### [Task to complete]
All material below is to be reproduced exactly.

### [Exercise input]
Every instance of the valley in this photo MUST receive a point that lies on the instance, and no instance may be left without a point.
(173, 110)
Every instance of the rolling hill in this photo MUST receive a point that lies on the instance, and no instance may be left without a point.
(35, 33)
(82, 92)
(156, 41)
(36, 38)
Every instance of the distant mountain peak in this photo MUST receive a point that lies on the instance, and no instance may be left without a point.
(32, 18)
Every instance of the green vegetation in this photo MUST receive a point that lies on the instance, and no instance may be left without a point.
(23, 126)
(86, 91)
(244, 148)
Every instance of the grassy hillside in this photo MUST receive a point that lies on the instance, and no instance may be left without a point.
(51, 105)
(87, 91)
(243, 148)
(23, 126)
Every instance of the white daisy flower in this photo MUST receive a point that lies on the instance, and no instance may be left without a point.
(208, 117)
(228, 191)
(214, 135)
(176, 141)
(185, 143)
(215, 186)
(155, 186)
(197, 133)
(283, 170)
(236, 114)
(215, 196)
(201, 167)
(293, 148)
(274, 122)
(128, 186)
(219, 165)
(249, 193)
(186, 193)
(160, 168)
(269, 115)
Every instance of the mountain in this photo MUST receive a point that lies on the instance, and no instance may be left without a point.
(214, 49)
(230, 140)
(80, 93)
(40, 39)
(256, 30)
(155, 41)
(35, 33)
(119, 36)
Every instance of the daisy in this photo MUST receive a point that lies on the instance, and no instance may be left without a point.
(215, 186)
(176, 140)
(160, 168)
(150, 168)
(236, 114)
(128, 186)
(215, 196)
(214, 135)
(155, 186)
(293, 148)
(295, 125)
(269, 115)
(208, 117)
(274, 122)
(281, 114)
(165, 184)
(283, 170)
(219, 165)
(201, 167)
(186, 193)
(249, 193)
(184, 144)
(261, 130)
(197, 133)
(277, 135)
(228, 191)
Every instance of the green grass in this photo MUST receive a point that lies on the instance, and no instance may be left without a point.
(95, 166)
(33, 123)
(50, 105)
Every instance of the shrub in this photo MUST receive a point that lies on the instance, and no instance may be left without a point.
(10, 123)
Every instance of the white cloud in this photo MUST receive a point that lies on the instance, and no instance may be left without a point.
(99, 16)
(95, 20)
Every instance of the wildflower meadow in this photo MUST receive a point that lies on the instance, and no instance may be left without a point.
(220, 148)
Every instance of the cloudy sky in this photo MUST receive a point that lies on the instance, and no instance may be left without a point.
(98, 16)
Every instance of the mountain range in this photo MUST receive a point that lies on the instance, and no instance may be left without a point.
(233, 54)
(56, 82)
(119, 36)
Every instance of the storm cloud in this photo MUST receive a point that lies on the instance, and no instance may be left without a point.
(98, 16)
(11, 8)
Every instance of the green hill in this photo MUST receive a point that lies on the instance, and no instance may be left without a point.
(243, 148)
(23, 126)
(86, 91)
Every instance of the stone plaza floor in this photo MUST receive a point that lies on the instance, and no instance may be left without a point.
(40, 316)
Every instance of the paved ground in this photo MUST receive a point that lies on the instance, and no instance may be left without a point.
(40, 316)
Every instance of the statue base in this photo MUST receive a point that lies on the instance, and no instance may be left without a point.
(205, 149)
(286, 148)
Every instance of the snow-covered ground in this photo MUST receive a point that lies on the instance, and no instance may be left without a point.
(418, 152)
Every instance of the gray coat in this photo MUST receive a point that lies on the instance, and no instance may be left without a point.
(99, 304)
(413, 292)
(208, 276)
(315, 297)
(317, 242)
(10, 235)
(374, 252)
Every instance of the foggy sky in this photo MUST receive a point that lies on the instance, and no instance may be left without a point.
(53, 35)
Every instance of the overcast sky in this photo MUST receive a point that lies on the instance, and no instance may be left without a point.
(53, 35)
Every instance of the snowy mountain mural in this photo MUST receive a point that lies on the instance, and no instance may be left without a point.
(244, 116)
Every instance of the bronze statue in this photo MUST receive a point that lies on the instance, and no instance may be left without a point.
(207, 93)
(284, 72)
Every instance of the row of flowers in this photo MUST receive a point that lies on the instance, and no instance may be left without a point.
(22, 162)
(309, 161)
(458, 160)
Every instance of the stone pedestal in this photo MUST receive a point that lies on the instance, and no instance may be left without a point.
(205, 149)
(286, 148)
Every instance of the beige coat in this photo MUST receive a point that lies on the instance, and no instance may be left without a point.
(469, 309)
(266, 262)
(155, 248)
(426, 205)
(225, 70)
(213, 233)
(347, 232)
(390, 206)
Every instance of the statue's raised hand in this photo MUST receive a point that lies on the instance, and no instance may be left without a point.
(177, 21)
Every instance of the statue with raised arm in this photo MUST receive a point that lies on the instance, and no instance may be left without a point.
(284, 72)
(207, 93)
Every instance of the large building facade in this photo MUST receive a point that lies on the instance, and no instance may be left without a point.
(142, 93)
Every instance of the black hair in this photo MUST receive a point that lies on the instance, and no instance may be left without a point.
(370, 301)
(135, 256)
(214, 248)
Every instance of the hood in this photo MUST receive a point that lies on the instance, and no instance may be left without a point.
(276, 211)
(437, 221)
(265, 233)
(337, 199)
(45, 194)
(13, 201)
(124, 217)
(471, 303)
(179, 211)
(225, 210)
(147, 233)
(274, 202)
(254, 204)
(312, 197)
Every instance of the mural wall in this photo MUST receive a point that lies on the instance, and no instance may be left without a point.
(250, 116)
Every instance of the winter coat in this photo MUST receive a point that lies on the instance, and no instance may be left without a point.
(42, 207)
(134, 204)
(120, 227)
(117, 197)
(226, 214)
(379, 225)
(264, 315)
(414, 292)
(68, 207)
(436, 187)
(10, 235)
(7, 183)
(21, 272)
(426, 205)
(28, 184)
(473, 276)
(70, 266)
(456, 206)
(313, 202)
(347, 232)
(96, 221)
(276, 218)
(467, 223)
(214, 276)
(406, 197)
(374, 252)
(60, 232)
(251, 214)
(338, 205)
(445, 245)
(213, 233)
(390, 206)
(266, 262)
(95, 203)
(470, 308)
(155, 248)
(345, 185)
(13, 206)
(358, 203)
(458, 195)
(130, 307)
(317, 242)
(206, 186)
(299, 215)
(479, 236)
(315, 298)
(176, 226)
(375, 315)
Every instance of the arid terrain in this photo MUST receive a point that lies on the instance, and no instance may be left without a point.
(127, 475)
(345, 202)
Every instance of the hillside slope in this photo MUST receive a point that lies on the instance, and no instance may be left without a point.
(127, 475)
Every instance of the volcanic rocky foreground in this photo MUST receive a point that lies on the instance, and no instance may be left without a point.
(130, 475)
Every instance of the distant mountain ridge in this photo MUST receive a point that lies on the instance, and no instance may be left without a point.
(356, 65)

### [Complete output]
Every instance of the valley in this photo MUST receive a point that lies on the instance, and no instance may be left without a point.
(173, 110)
Every instance of the rolling hill in this photo MUST receive a point that lies on the instance, and no instance may be left without a point.
(35, 33)
(82, 92)
(156, 41)
(36, 38)
Every instance of the distant mountain peak in this photo MUST receive a point that lies on the instance, and no instance may be left without a point.
(32, 18)
Every instance of the green vegetation in this photo MUST receive a point that lies on the instance, and no instance may be left without a point.
(23, 126)
(86, 91)
(244, 148)
Every instance of the grassy hillside in this photo MUST receive a point that lies on the instance, and no instance may be left without a point.
(51, 105)
(87, 91)
(243, 148)
(23, 126)
Every instance of the white daisy flower in this photo MUST receive a point that lies on the instance, and no instance may be left without a point.
(208, 117)
(228, 191)
(214, 135)
(176, 141)
(185, 143)
(215, 186)
(155, 186)
(197, 133)
(283, 170)
(236, 114)
(215, 196)
(201, 167)
(293, 148)
(274, 122)
(128, 186)
(219, 165)
(249, 193)
(186, 193)
(160, 168)
(269, 115)
Every instance of the mountain in this photo MUST receive a point that lies on the instance, and no instance may be left without a point.
(214, 49)
(230, 140)
(80, 93)
(40, 39)
(256, 30)
(155, 41)
(35, 33)
(119, 36)
Every instance of the daisy in this photo MUST receive a point that lies on the instance, and no instance may be left without a point.
(215, 186)
(176, 140)
(160, 168)
(150, 168)
(236, 114)
(128, 186)
(215, 196)
(214, 135)
(155, 186)
(293, 148)
(295, 125)
(269, 115)
(208, 117)
(274, 122)
(281, 114)
(165, 184)
(283, 170)
(219, 165)
(201, 167)
(186, 193)
(249, 193)
(184, 144)
(261, 130)
(197, 133)
(277, 135)
(228, 191)
Every instance of the green grass in this photo MUST receive a point that lies on the instance, and no instance may be left without a point.
(95, 166)
(33, 123)
(50, 105)
Every instance of the shrub in this photo MUST receive a point that lies on the instance, and no instance may be left without a point.
(10, 123)
Every instance of the white cloud in this photo MUST receive a point that lies on the instance, and no instance may be left without a point.
(99, 16)
(95, 20)
Every instance of the wildflower meadow in this photo MUST receive a point that lies on the instance, and no instance may be left without a point.
(220, 148)
Every instance of the cloudy sky in this photo MUST receive a point that lies on the instance, and no instance may be left without a point.
(98, 16)
Every instance of the mountain range in this photo MUST receive a point that lies on the instance, and no instance may be left without a point.
(233, 54)
(56, 82)
(119, 36)
Every instance of the storm cloud in this photo MUST receive a point that lies on the instance, and no instance may be left without a point.
(98, 16)
(11, 8)
Every instance of the green hill in this photo MUST receive a point that lies on the instance, and no instance may be left without a point.
(243, 148)
(23, 126)
(86, 91)
Every instance of the stone plaza floor in this photo MUST receive a point that lies on the instance, and no instance may be left without a point.
(40, 316)
Every instance of the paved ground in this photo MUST receive a point that lies on the instance, and no instance may be left without a point.
(40, 316)
Every instance of the statue base in this photo MUST receive a point that lies on the instance, and no instance may be left without a point.
(205, 149)
(286, 148)
Every instance of the snow-covered ground in this photo MUST receive a point that lies on the instance, and no instance may be left without a point.
(418, 152)
Every instance of the gray coat in this photo MUST receive a point that lies on the instance, and no instance may be left without a point.
(99, 304)
(413, 292)
(208, 276)
(315, 297)
(317, 242)
(10, 235)
(374, 252)
Every instance of the foggy sky in this photo MUST receive a point that lies on the instance, and no instance may be left without a point.
(53, 35)
Every instance of the overcast sky in this photo MUST receive a point that lies on the instance, and no instance may be left without a point.
(53, 35)
Every instance of the snowy mountain mural in this photo MUST receive a point that lies on the instance, and no instance may be left without a point.
(244, 116)
Every instance of the bronze statue in this photo MUST receive a point that lies on the instance, and no instance may be left without a point.
(207, 93)
(284, 72)
Every instance of the row of flowers in this photo MUST receive a point that lies on the instance, and no instance may be left without a point.
(22, 162)
(309, 161)
(458, 160)
Every instance of the stone pedestal in this photo MUST receive a point that lies on the instance, and no instance may be left without a point.
(205, 149)
(286, 148)
Every instance of the beige coat in this photo MUST receive a point that lies on the instance, and no instance may be left without a point.
(469, 309)
(266, 262)
(155, 248)
(426, 205)
(225, 70)
(213, 233)
(347, 232)
(390, 206)
Every instance of the statue's raised hand in this photo MUST receive a point that lies on the instance, and no instance may be left without a point.
(177, 21)
Every instance of the statue with raised arm in this photo MUST receive a point that lies on the instance, and no instance may be left without a point.
(284, 72)
(207, 93)
Every instance of the large building facade in this photo MUST receive a point that lies on the instance, and no instance may be left without a point.
(142, 93)
Every instance of the black hair in this photo MUST receive a point that lies on the instance, and no instance may be left without a point.
(370, 301)
(135, 256)
(214, 248)
Every instance of the hood in this photo MUST receive a point that lies on the instance, and no instance may be left without a point.
(276, 211)
(437, 221)
(265, 233)
(337, 199)
(45, 194)
(13, 201)
(124, 217)
(471, 303)
(179, 211)
(225, 210)
(147, 233)
(274, 202)
(254, 204)
(312, 197)
Every instance of the mural wall in this photo MUST receive a point that lies on the instance, and no instance may be left without a point.
(250, 116)
Every instance of the winter coat in this photo MUST receive a point that lies on the instance, and no instance may be left without a point.
(42, 207)
(134, 204)
(120, 227)
(117, 197)
(226, 214)
(379, 225)
(264, 315)
(414, 292)
(68, 207)
(436, 187)
(10, 235)
(7, 183)
(21, 272)
(426, 205)
(28, 184)
(473, 276)
(70, 266)
(456, 206)
(313, 202)
(347, 232)
(96, 221)
(276, 218)
(467, 223)
(214, 276)
(406, 197)
(374, 252)
(60, 232)
(251, 214)
(338, 205)
(445, 245)
(213, 233)
(390, 206)
(266, 262)
(95, 203)
(470, 308)
(155, 248)
(345, 185)
(13, 206)
(358, 203)
(458, 195)
(130, 307)
(317, 242)
(206, 186)
(299, 215)
(479, 236)
(315, 298)
(176, 226)
(375, 315)
Every instance of the arid terrain in this photo MUST receive a point that lies on the instance, and no instance may be left without a point.
(127, 475)
(345, 202)
Every instance of the hillside slope in this photo MUST receive a point that lies on the instance, and no instance may be left without a point.
(127, 475)
Every instance of the volcanic rocky foreground in this photo MUST receive a point that lies on the instance, and no instance may be left without a point.
(130, 475)
Every instance of the distant mountain ridge in this photo MUST receive a point that lies on the instance, and no instance may be left without a point.
(356, 65)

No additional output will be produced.